▸ Exercise description
Here are some entries. Repeat all of them exactly.

[[ Extracted data open ]]

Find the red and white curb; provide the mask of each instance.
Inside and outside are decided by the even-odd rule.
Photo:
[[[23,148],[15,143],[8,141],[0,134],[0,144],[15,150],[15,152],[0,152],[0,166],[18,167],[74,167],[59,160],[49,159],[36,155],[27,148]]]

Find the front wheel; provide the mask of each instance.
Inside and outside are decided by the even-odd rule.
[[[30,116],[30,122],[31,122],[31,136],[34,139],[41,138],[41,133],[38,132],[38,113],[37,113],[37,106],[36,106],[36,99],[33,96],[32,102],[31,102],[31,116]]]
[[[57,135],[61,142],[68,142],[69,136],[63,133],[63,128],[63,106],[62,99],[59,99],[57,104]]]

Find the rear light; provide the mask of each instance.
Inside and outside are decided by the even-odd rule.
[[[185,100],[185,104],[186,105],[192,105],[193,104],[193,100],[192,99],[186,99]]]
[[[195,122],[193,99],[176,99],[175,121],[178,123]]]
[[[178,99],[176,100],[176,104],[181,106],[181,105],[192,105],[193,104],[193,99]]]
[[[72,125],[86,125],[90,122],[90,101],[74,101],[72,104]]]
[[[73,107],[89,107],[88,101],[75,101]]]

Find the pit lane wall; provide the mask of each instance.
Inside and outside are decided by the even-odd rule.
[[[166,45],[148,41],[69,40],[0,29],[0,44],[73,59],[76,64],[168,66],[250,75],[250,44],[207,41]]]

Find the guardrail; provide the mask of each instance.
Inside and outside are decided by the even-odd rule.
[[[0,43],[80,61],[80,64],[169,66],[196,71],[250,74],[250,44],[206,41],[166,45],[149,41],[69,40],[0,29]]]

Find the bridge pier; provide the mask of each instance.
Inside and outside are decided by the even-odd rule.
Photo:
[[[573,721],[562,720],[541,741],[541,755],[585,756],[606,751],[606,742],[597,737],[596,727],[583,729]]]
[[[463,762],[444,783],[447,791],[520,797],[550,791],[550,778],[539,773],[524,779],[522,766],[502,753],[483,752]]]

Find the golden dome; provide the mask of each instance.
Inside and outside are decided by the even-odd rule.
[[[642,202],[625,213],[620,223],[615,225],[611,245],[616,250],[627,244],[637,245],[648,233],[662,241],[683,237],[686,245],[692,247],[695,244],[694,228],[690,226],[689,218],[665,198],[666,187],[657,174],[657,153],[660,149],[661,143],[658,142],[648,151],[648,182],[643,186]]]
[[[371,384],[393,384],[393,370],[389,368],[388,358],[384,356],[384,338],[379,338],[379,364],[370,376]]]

[[ Extracted data closed ]]

▸ Reply
Find the red and white curb; provide the mask of each instance.
Inside and outside are decided by the even-odd rule.
Photo:
[[[23,148],[15,143],[8,141],[0,134],[0,144],[15,150],[15,152],[0,152],[0,166],[18,167],[74,167],[59,160],[49,159],[36,155],[27,148]]]

Find the front wheel; provide the mask of each instance.
Inside and outside are decided by the even-odd rule.
[[[30,116],[30,122],[31,122],[31,136],[34,139],[41,138],[41,133],[38,132],[38,113],[37,113],[37,106],[36,106],[36,99],[33,96],[32,102],[31,102],[31,116]]]
[[[57,135],[61,142],[68,142],[69,136],[63,133],[63,128],[63,106],[62,99],[59,99],[57,104]]]

Find the rear light; provide the mask of each instance.
Inside and outside are decided by the even-odd rule.
[[[185,100],[185,104],[186,105],[192,105],[193,104],[193,100],[192,99],[186,99]]]
[[[195,122],[193,99],[176,99],[175,121],[178,123]]]
[[[178,99],[176,100],[176,104],[181,106],[181,105],[192,105],[193,104],[193,99]]]
[[[72,125],[86,125],[90,122],[90,101],[74,101],[72,104]]]
[[[73,107],[89,107],[88,101],[75,101]]]

Find the pit lane wall; provide the mask of each instance.
Inside and outside are decided by the even-odd rule.
[[[166,45],[148,41],[69,40],[0,29],[0,44],[73,59],[76,64],[168,66],[250,75],[250,44],[207,41]]]

Find the guardrail; provide the mask of each instance.
Inside and outside are decided by the even-odd rule.
[[[0,43],[80,61],[80,64],[169,66],[196,71],[250,74],[250,44],[206,41],[166,45],[149,41],[69,40],[0,29]]]

Find the bridge pier; provide the mask of each instance.
Inside and outside are decided by the even-odd rule.
Photo:
[[[573,721],[562,720],[541,741],[541,755],[585,756],[606,751],[606,742],[597,737],[596,727],[583,729]]]
[[[463,762],[444,783],[447,791],[520,797],[550,791],[550,778],[539,773],[524,779],[522,766],[502,753],[483,752]]]

Find the golden dome; provide the mask of each instance.
Inside and outside are decided by the even-odd rule.
[[[642,202],[625,213],[620,223],[615,225],[611,245],[616,250],[627,244],[637,245],[648,233],[662,241],[683,237],[686,245],[692,247],[695,244],[694,228],[690,226],[689,218],[665,198],[666,187],[657,174],[657,153],[660,149],[661,143],[658,142],[648,151],[648,182],[643,186]]]
[[[371,384],[393,384],[393,370],[389,368],[388,358],[384,356],[384,338],[379,338],[379,364],[370,376]]]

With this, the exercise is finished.